__WHAT NEEDS TO BE DONE__:
Retype the material word for word.

__TASK INPUT__:
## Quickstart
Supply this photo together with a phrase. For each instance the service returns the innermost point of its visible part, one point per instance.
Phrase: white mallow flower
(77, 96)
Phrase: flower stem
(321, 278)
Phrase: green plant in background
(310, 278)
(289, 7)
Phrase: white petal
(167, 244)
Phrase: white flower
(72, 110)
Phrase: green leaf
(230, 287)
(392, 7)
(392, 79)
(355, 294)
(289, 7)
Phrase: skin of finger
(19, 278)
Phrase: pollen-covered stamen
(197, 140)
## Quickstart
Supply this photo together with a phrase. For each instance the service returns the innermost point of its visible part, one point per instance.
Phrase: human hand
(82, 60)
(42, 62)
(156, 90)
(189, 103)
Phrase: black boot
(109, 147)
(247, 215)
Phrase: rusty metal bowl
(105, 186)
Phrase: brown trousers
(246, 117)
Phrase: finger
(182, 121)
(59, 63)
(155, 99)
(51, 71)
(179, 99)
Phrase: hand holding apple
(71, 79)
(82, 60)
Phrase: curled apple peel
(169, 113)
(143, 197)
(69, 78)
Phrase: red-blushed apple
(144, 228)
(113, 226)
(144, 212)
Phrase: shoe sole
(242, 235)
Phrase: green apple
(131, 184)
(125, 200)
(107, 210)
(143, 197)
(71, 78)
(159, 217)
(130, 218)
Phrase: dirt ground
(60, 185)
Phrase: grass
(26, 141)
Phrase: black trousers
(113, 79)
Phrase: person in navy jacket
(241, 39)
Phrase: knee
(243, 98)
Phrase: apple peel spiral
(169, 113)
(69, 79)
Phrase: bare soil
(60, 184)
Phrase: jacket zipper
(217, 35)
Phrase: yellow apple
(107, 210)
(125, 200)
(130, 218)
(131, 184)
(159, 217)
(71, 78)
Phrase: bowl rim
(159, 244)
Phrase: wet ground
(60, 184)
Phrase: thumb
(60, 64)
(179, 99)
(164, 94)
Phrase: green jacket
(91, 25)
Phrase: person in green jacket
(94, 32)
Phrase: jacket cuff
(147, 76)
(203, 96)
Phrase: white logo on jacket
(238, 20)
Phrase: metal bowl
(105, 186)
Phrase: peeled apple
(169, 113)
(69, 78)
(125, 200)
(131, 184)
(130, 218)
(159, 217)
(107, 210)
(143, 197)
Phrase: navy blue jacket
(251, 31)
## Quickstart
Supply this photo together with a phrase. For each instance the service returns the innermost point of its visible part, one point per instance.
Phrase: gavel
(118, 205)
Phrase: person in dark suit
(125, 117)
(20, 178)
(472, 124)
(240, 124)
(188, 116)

__OUTPUT OF THE TASK__:
## Quickstart
Supply this photo together with a phrase. For each instance the service returns the innermost point of its visible part, one point per instance.
Phrase: white mallow flower
(77, 96)
Phrase: flower stem
(321, 278)
Phrase: green plant in background
(310, 278)
(289, 7)
Phrase: white petal
(167, 244)
Phrase: white flower
(72, 110)
Phrase: green leaf
(230, 287)
(392, 7)
(392, 79)
(355, 294)
(289, 7)
Phrase: skin of finger
(19, 278)
Phrase: pollen-covered stamen
(197, 140)
## Quickstart
Supply this photo together with a phrase. For each instance the service returns the innermost point of its visible part, one point per instance.
Phrase: human hand
(82, 60)
(42, 62)
(156, 90)
(189, 103)
Phrase: black boot
(109, 147)
(247, 215)
Phrase: rusty metal bowl
(105, 186)
Phrase: brown trousers
(246, 117)
Phrase: finger
(182, 121)
(59, 63)
(155, 99)
(51, 71)
(179, 99)
Phrase: hand holding apple
(71, 79)
(82, 60)
Phrase: curled apple peel
(169, 113)
(143, 197)
(69, 78)
Phrase: red-blushed apple
(144, 228)
(113, 226)
(144, 212)
Phrase: shoe sole
(242, 235)
Phrase: green apple
(131, 184)
(125, 200)
(107, 210)
(143, 197)
(71, 78)
(159, 217)
(130, 218)
Phrase: dirt ground
(60, 185)
Phrase: grass
(26, 141)
Phrase: black trousers
(113, 79)
Phrase: person in navy jacket
(241, 39)
Phrase: knee
(243, 98)
Phrase: apple peel spiral
(169, 113)
(69, 79)
Phrase: bare soil
(60, 184)
Phrase: jacket zipper
(217, 35)
Phrase: yellow apple
(107, 210)
(125, 200)
(130, 218)
(131, 184)
(159, 217)
(71, 78)
Phrase: bowl rim
(159, 244)
Phrase: wet ground
(60, 184)
Phrase: thumb
(60, 64)
(179, 99)
(164, 94)
Phrase: green jacket
(91, 25)
Phrase: person in green jacket
(94, 32)
Phrase: jacket cuff
(147, 76)
(203, 96)
Phrase: white logo on jacket
(238, 20)
Phrase: metal bowl
(105, 186)
Phrase: peeled apple
(169, 113)
(69, 78)
(125, 200)
(131, 184)
(130, 218)
(159, 217)
(107, 210)
(143, 197)
Phrase: navy blue jacket
(251, 31)
## Quickstart
Supply this photo together with a phrase. For each instance the service returns the innermost point of its visible part, one point per instance.
Phrase: gavel
(118, 205)
Phrase: person in dark suit
(125, 117)
(20, 178)
(472, 124)
(240, 124)
(188, 116)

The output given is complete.